===== RECORDS FOR THE TASK =====

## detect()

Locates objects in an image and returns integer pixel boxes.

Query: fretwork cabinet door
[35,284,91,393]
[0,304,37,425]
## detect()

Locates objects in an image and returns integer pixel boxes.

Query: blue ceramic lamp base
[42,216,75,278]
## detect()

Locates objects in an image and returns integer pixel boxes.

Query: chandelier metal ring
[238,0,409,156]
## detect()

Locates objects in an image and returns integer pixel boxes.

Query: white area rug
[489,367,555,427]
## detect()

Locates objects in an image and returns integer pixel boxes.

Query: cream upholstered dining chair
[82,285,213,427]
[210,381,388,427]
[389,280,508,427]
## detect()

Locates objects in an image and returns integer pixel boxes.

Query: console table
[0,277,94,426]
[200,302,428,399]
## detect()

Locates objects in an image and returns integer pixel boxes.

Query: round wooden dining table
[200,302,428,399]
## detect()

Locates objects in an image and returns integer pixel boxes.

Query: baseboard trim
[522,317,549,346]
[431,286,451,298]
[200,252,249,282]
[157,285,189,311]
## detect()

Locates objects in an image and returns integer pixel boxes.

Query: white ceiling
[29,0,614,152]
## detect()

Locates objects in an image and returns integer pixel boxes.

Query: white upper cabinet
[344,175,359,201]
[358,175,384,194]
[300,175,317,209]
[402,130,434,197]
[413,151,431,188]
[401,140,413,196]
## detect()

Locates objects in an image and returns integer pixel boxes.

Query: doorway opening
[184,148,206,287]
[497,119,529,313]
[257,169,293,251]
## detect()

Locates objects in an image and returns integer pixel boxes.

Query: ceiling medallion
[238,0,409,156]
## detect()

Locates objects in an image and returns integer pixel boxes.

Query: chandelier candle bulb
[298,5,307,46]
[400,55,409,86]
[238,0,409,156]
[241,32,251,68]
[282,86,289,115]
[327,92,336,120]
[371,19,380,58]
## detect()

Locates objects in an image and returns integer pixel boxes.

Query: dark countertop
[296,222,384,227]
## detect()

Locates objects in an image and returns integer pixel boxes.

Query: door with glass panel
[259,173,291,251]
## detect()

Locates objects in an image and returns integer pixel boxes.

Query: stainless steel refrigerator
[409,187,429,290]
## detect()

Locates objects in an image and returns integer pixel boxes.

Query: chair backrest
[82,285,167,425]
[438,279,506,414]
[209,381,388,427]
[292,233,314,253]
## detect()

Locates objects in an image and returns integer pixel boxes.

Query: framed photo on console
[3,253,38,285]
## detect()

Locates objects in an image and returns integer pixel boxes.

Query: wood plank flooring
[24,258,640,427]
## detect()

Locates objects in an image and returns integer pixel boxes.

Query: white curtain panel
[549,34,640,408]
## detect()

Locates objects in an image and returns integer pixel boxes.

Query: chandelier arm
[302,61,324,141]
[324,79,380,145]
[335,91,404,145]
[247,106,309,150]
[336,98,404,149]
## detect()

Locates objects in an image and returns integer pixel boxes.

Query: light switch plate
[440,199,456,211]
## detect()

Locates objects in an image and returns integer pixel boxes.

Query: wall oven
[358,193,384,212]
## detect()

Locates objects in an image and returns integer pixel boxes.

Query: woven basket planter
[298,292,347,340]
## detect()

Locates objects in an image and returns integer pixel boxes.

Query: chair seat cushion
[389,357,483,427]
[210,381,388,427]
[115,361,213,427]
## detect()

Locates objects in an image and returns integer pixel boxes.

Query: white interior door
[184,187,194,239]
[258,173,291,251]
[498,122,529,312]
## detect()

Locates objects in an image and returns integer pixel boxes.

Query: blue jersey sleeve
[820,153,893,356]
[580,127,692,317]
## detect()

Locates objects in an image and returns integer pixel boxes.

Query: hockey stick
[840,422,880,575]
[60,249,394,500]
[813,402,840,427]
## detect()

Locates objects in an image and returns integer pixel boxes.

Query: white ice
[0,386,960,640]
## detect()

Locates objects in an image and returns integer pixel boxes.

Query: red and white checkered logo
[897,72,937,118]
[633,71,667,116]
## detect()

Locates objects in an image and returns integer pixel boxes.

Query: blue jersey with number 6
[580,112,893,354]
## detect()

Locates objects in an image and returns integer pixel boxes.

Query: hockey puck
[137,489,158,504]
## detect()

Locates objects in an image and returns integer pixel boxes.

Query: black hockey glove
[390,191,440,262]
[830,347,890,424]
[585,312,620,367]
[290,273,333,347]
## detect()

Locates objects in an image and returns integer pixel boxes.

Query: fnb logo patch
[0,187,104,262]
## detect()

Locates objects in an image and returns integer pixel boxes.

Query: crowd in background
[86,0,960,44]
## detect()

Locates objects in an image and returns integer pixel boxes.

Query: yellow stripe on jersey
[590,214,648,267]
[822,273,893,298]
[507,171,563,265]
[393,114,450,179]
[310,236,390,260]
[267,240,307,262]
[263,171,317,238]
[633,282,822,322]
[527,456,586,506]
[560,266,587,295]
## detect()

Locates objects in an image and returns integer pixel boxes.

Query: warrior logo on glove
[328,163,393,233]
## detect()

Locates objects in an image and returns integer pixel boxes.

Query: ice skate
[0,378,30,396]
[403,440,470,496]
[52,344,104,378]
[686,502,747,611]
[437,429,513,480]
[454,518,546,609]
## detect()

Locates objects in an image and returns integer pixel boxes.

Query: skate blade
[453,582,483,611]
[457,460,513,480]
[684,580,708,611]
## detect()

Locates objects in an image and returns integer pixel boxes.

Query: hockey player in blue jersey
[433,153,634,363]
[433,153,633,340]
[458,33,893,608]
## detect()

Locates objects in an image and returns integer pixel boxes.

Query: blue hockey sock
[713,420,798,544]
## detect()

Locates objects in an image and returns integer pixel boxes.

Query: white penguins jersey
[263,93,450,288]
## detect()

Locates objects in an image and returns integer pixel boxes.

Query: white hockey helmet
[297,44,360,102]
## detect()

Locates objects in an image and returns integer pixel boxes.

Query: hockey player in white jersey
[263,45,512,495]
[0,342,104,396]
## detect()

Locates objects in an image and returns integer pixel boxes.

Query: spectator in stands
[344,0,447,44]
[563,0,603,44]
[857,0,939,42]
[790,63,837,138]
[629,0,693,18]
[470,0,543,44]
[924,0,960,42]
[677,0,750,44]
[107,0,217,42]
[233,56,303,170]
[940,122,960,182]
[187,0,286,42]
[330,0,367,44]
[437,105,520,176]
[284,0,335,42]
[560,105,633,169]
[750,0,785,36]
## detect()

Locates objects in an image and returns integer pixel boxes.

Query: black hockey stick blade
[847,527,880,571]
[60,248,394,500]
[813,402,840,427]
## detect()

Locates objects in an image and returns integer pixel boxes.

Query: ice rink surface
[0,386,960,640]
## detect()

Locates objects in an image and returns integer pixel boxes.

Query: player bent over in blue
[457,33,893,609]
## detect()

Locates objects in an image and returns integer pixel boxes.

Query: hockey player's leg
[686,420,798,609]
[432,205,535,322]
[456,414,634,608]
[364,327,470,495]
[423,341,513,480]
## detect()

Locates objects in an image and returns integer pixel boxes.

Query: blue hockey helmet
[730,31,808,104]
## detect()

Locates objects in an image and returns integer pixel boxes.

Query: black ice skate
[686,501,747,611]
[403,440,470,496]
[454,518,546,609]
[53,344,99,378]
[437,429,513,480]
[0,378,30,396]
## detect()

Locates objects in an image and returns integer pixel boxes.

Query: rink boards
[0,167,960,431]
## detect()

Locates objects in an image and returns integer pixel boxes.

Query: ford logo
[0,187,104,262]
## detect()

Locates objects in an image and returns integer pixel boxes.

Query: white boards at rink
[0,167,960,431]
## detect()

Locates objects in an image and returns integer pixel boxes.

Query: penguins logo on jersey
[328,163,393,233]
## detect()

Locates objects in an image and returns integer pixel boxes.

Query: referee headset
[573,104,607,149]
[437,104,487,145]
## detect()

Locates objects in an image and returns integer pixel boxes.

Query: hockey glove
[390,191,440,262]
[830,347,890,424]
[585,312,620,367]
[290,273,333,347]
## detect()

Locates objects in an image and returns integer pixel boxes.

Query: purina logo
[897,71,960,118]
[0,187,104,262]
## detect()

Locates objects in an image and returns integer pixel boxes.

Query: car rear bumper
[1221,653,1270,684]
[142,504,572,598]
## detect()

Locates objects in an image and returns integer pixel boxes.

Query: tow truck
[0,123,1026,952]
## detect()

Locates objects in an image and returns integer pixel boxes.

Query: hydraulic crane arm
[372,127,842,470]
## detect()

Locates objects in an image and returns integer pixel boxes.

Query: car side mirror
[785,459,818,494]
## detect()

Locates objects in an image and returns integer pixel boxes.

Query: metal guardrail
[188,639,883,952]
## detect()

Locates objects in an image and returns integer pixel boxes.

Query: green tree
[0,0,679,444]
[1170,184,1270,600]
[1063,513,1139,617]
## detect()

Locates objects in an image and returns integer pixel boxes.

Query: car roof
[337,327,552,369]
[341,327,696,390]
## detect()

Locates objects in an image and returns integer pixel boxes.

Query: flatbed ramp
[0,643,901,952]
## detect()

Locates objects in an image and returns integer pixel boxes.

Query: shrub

=====

Which lines in the records above contain the word "panel"? Pick out each of them and copy it in full.

Query: door with glass panel
Query: white curtain panel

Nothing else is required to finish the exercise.